-- Part of a data file --
^^^^^^^^^^^^^^^^

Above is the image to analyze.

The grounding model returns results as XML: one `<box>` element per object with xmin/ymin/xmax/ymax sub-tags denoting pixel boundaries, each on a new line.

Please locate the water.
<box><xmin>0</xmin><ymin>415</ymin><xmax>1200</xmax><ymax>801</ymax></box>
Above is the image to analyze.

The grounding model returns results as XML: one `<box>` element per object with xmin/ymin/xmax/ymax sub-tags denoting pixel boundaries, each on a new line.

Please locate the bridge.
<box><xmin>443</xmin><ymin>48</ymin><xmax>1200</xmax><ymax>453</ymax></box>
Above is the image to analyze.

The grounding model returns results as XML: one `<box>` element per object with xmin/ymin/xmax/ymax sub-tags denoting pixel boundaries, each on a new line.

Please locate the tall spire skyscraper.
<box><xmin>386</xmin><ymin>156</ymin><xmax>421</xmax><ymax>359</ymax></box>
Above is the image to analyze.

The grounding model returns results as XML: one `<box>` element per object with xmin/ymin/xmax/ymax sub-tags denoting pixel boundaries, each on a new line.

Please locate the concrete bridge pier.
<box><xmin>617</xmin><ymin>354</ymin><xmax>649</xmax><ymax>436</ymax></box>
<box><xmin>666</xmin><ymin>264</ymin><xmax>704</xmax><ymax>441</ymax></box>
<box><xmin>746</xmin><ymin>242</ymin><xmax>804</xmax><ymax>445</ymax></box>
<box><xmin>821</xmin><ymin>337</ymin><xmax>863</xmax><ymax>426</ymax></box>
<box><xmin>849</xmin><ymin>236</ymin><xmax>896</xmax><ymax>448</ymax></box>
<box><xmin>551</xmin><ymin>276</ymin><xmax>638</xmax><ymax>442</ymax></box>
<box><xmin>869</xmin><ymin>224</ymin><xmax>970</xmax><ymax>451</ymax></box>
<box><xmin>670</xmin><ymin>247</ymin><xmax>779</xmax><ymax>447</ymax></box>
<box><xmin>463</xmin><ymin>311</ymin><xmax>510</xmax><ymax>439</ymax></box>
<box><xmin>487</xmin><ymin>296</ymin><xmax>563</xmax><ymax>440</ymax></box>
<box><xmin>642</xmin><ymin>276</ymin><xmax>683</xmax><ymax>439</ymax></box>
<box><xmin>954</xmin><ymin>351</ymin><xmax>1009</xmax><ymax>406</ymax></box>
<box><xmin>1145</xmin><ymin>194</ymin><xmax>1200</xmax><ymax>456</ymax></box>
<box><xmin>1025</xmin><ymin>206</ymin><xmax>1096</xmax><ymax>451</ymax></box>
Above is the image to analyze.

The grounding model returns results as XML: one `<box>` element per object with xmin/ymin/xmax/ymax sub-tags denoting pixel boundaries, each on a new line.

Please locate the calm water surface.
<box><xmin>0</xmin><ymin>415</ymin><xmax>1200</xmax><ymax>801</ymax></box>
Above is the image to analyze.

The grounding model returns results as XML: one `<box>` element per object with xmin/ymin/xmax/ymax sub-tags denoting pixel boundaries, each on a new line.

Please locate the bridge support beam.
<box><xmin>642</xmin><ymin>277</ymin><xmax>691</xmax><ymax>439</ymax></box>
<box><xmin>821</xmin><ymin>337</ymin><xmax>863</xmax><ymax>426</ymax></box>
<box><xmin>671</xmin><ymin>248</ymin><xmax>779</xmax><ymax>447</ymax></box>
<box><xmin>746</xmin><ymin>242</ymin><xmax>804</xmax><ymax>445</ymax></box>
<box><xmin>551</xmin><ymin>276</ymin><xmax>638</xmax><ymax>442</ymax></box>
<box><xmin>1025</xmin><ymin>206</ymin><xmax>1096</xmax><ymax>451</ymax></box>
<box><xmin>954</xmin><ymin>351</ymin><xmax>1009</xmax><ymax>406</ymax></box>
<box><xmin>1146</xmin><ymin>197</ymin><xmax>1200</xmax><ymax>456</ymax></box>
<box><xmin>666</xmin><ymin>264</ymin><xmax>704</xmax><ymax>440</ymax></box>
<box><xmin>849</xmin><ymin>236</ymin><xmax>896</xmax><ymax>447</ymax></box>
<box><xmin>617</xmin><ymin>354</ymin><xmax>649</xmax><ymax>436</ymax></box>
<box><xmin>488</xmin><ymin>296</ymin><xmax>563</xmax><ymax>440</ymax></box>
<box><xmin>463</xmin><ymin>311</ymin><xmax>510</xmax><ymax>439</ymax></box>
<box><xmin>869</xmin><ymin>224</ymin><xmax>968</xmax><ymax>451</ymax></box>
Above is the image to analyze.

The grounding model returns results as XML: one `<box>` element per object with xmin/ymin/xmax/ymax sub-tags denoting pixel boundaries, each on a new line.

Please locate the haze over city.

^^^^^^^^^^^^^^^^

-- REQUIREMENT --
Output the entries exactly.

-- SOLUTION TO THIS PROBLEM --
Above is the image to analyze.

The grounding model returns results as XML: one `<box>` element per object with xmin/ymin/xmax/ymax sub-tags denoting pixel boundaries, each on a new line.

Please locate the water.
<box><xmin>0</xmin><ymin>415</ymin><xmax>1200</xmax><ymax>801</ymax></box>
Above is the image to analyze.

The grounding model returns results as XML: one `<box>` element per object with xmin/ymin/xmax/ymax sub-tags denoting pixel boundaries, each on a new line.

Please locate the bridge.
<box><xmin>443</xmin><ymin>48</ymin><xmax>1200</xmax><ymax>453</ymax></box>
Above is the image to analyze.

The grounding model returns results as XML: one `<box>` element per object with xmin/ymin/xmax/ymax sub-tags denoting pixel boundaries, each on a new line.

Please locate the tall spire skyscraper.
<box><xmin>386</xmin><ymin>156</ymin><xmax>421</xmax><ymax>359</ymax></box>
Above is the image to analyze.

The grounding model returns results as XML: one `<box>` element per object with xmin/ymin/xmax/ymax sub-tags denoting pixel boundaries, each on a new line.

Please locate the concrete bridge pier.
<box><xmin>617</xmin><ymin>354</ymin><xmax>649</xmax><ymax>436</ymax></box>
<box><xmin>666</xmin><ymin>264</ymin><xmax>704</xmax><ymax>441</ymax></box>
<box><xmin>746</xmin><ymin>242</ymin><xmax>804</xmax><ymax>445</ymax></box>
<box><xmin>821</xmin><ymin>337</ymin><xmax>863</xmax><ymax>426</ymax></box>
<box><xmin>849</xmin><ymin>236</ymin><xmax>896</xmax><ymax>448</ymax></box>
<box><xmin>551</xmin><ymin>276</ymin><xmax>638</xmax><ymax>442</ymax></box>
<box><xmin>869</xmin><ymin>224</ymin><xmax>970</xmax><ymax>451</ymax></box>
<box><xmin>670</xmin><ymin>247</ymin><xmax>779</xmax><ymax>447</ymax></box>
<box><xmin>463</xmin><ymin>311</ymin><xmax>510</xmax><ymax>439</ymax></box>
<box><xmin>487</xmin><ymin>296</ymin><xmax>563</xmax><ymax>440</ymax></box>
<box><xmin>642</xmin><ymin>276</ymin><xmax>683</xmax><ymax>439</ymax></box>
<box><xmin>954</xmin><ymin>351</ymin><xmax>1009</xmax><ymax>406</ymax></box>
<box><xmin>1145</xmin><ymin>194</ymin><xmax>1200</xmax><ymax>456</ymax></box>
<box><xmin>1025</xmin><ymin>206</ymin><xmax>1096</xmax><ymax>451</ymax></box>
Above is the image to analyze.

The grounding model returns results as XML: one `<box>` element per object with xmin/ymin/xmax/ymax sub-tags denoting pixel boundaries, each on a new line.

Please locate the calm water surface.
<box><xmin>0</xmin><ymin>415</ymin><xmax>1200</xmax><ymax>801</ymax></box>
Above is the image to analyze.

The grounding model returns results as XML: one `<box>` element per object with xmin/ymin/xmax/ymax sub-tags denoting pixel boundaries, each on a new line.

Please locate the bridge support beam.
<box><xmin>642</xmin><ymin>277</ymin><xmax>691</xmax><ymax>439</ymax></box>
<box><xmin>821</xmin><ymin>337</ymin><xmax>863</xmax><ymax>426</ymax></box>
<box><xmin>671</xmin><ymin>248</ymin><xmax>779</xmax><ymax>447</ymax></box>
<box><xmin>746</xmin><ymin>242</ymin><xmax>804</xmax><ymax>445</ymax></box>
<box><xmin>551</xmin><ymin>276</ymin><xmax>638</xmax><ymax>442</ymax></box>
<box><xmin>1025</xmin><ymin>206</ymin><xmax>1096</xmax><ymax>451</ymax></box>
<box><xmin>954</xmin><ymin>351</ymin><xmax>1009</xmax><ymax>406</ymax></box>
<box><xmin>1146</xmin><ymin>197</ymin><xmax>1200</xmax><ymax>456</ymax></box>
<box><xmin>666</xmin><ymin>264</ymin><xmax>704</xmax><ymax>440</ymax></box>
<box><xmin>849</xmin><ymin>236</ymin><xmax>896</xmax><ymax>447</ymax></box>
<box><xmin>617</xmin><ymin>354</ymin><xmax>649</xmax><ymax>436</ymax></box>
<box><xmin>488</xmin><ymin>296</ymin><xmax>563</xmax><ymax>440</ymax></box>
<box><xmin>463</xmin><ymin>311</ymin><xmax>510</xmax><ymax>439</ymax></box>
<box><xmin>869</xmin><ymin>224</ymin><xmax>968</xmax><ymax>451</ymax></box>
Above is the image to analyze.

The grounding model returns results as XML: one `<box>` element per object with xmin/ymin/xmax/ymax sub-tags denoting pixel boundaries, each on a new line.

Please locate the haze over city.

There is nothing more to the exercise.